• EXERCISE REQUIREMENTS: Would you write out the records below exactly as given?

(Data excerpts)
────────────────

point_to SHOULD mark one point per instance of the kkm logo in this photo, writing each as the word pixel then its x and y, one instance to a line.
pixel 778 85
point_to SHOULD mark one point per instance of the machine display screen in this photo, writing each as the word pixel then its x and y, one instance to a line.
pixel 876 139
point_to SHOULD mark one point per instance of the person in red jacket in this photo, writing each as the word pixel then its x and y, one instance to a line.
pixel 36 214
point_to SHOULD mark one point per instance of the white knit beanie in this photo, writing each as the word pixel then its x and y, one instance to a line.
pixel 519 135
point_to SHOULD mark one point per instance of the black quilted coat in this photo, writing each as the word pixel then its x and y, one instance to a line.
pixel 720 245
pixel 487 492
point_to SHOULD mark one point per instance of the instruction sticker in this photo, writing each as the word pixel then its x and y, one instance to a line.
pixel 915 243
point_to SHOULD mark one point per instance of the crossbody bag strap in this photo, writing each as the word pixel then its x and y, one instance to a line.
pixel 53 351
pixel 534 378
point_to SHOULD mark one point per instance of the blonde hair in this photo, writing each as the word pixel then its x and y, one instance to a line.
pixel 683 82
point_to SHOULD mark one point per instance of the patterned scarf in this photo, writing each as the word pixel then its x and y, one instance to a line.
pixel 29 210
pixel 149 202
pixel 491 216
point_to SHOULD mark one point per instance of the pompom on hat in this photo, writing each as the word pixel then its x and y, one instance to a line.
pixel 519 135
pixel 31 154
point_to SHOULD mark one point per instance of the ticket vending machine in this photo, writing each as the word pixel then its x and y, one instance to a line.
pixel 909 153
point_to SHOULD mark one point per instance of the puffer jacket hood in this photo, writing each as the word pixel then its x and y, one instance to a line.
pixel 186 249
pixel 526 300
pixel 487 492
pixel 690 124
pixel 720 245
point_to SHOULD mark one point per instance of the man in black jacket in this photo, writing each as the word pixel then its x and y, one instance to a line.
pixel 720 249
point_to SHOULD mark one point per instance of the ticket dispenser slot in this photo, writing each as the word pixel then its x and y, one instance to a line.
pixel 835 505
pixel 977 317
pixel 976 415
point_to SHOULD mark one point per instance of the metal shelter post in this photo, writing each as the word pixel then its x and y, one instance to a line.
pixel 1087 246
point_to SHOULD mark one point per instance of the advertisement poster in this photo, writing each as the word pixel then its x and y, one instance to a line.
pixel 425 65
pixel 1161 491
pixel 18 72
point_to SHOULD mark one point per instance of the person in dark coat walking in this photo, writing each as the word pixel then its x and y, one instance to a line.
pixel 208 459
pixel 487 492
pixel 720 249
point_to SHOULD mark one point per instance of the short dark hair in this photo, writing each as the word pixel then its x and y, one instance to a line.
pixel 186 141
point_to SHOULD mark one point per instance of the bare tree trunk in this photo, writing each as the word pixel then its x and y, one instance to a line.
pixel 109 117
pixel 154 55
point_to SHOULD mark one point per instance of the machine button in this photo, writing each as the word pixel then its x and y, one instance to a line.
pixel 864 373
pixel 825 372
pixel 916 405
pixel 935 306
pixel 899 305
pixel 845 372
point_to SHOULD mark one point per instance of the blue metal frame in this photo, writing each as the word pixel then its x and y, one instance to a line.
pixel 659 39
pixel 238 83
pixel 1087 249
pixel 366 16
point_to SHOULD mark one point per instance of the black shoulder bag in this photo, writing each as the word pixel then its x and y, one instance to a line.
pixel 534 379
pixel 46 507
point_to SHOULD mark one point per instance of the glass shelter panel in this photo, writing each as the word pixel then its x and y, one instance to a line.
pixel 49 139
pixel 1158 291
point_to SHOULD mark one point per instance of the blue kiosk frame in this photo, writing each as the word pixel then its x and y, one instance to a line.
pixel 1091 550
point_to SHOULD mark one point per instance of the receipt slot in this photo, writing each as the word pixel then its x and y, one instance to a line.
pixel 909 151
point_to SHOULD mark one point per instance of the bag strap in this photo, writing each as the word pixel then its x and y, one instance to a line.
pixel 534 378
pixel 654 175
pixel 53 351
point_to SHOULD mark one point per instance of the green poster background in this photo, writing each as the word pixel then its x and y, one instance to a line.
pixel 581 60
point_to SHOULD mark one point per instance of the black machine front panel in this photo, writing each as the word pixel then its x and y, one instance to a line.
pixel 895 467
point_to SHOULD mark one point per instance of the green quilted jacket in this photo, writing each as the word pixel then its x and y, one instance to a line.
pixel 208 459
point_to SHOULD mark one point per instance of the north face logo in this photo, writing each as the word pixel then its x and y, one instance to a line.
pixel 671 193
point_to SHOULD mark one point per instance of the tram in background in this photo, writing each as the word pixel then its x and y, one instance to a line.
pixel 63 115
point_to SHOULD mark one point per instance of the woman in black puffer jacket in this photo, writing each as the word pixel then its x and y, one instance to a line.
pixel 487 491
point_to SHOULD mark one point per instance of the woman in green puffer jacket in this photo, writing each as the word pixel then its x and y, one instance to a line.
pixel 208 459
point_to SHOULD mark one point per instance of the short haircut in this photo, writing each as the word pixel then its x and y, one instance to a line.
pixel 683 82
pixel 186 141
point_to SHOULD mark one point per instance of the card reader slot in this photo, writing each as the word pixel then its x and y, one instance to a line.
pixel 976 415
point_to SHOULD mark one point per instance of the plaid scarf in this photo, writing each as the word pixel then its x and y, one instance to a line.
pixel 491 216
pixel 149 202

────────────────

• TASK SOLUTION:
point_to SHOULD mark one point per instance of the kkm logo in this photo, writing each as the word pixel then its x and y, one instance to a line.
pixel 778 85
point_to SHOULD mark one point per instance of the machine display screen in this photo, writing each as the word pixel then its x and y, one instance to a line.
pixel 876 139
point_to SHOULD mark one point per instance of the person in red jacket in this photo, writing each as the word pixel then its x and y, one instance to a line.
pixel 36 214
point_to SHOULD mark one point per instance of the white knit beanie in this photo, writing each as the word pixel then its x and y, one instance to a line.
pixel 519 135
point_to SHOULD mark one point per instance of the black quilted coat in this photo, writing each as the word pixel then its x and y, one instance to a line.
pixel 720 245
pixel 487 492
point_to SHOULD mark one point per instance of the instruction sticker in this photo, writing each as the word pixel then its x and y, one instance to a line.
pixel 915 243
point_to SHOULD mark one point per instance of the crossbody bag strap in this photo, writing each as the word pixel then its x and y, one instance to a line.
pixel 53 351
pixel 534 378
point_to SHOULD mark one point per instance of the blonde hair in this photo, writing each as the word pixel then its x and y, one instance to a line.
pixel 683 82
point_to SHOULD mark one point per instance of the patterned scarf in this photo, writing each as the word pixel then its x and y, one instance to a line.
pixel 29 210
pixel 149 202
pixel 491 216
point_to SHOULD mark one point per instance of the pompom on hat in this photo, writing each as the word pixel then its x and y, one instance to a line.
pixel 519 135
pixel 31 154
point_to SHOULD mark one point per instance of the ticket vending machine in this photo, writing each as the word pixel then its x and y, one instance to a line.
pixel 909 153
point_to SHOULD mark one point per instance of the puffer jacket hood in this photo, writing each as the word pixel then its x and y, one instance to a line.
pixel 186 249
pixel 526 300
pixel 487 492
pixel 690 124
pixel 720 245
point_to SHOULD mark one point per instance of the man in black jacket in this photo, writing each as the word pixel then its x and y, one instance to a line.
pixel 720 249
point_to SHOULD mark one point per instance of the ticket dispenser slot in this photo, writing each as the word pixel then its x and y, one instance to a line.
pixel 835 505
pixel 977 317
pixel 976 415
point_to SHOULD mark one point per instance of the metal shelter post in this photo, writing each as the word pixel then its x and y, one instance to a line.
pixel 1087 246
point_to SHOULD mark one point per instance of the advertisement poster in this photo, writing each as the word pixel then its x and y, one instance to a line.
pixel 425 65
pixel 1161 491
pixel 18 72
point_to SHOULD mark one point per instance of the person in dark coat walking in this photo, writing each as the word pixel then its x and y, one instance to a line.
pixel 208 459
pixel 487 492
pixel 720 249
point_to SHOULD mark one point per instance of the short dark hair in this photo, writing each as the word pixel then its x and y, one instance to a line.
pixel 186 141
point_to SHOULD mark one point per instance of the bare tree trunk in this photo, writing each as the word pixel then its x and y, one instance to a line.
pixel 109 117
pixel 154 55
point_to SHOULD mark one point per instance of the machine button in this photo, writing each as the word pixel then its x and y, one instance to a line.
pixel 864 373
pixel 825 372
pixel 916 405
pixel 935 306
pixel 899 305
pixel 845 372
point_to SHOULD mark one point per instance of the blue metal frame in this photo, writing each as the word pixel then its x and y, one instance to a line.
pixel 659 39
pixel 238 83
pixel 1087 249
pixel 366 16
point_to SHOULD mark one point per instance of the black shoulder bag in this photo, writing each as the word pixel then its x and y, one instance to a line.
pixel 534 379
pixel 46 507
point_to SHOULD mark one point per instance of the glass shelter panel in this photo, writing each as the word pixel then its x and y, one instance to a line.
pixel 49 139
pixel 1158 291
point_to SHOULD mark one point per instance of the blue kiosk frame in this photo, writing each as the word pixel then its x and y, one instance to a line.
pixel 1091 550
point_to SHOULD mark one point per instance of the receipt slot in this photo, writing each as the word pixel then its x and y, one instance to a line.
pixel 909 151
point_to SHOULD mark one point per instance of the bag strap in this photo, writing each as the word pixel then its x and y, one instance to a line.
pixel 534 378
pixel 654 175
pixel 53 351
point_to SHOULD mark one point per instance of the green poster background in this photo, writing each as the word pixel then its x and y, one instance to a line.
pixel 581 60
point_to SHOULD mark one point per instance of the black machine front panel in this photo, writing each as the word pixel then its x and y, one instance to a line.
pixel 895 467
point_to SHOULD mark one point per instance of the green quilted jacket in this photo, writing each as the word pixel then its x and y, one instance to a line.
pixel 208 459
point_to SHOULD mark one point per instance of the north face logo in this photo, writing each as the word pixel then its x and y, one instance to a line.
pixel 671 193
point_to SHOULD mark one point per instance of the tram in background in this photo, writing each as the word pixel then its x and y, one instance to a line.
pixel 63 115
point_to SHOULD mark one point per instance of the woman in black puffer jacket in this photo, writing each as the word pixel then its x and y, one instance to a line.
pixel 487 491
point_to SHOULD mark one point per instance of the woman in green puffer jacket in this photo, writing each as the word pixel then its x and y, one instance to a line.
pixel 208 459
point_to SHOULD mark one point per instance of the short haircut in this photo, writing each as the word pixel then its x and y, one instance to a line.
pixel 683 82
pixel 186 141
point_to SHOULD mark one point per instance of the card reader slot in this photo, writing each as the word pixel then its x and y, one instance to a line.
pixel 976 415
point_to SHOULD mark one point per instance of the plaid scarf in this photo, writing each as the word pixel then its x and y, one instance to a line.
pixel 491 216
pixel 149 202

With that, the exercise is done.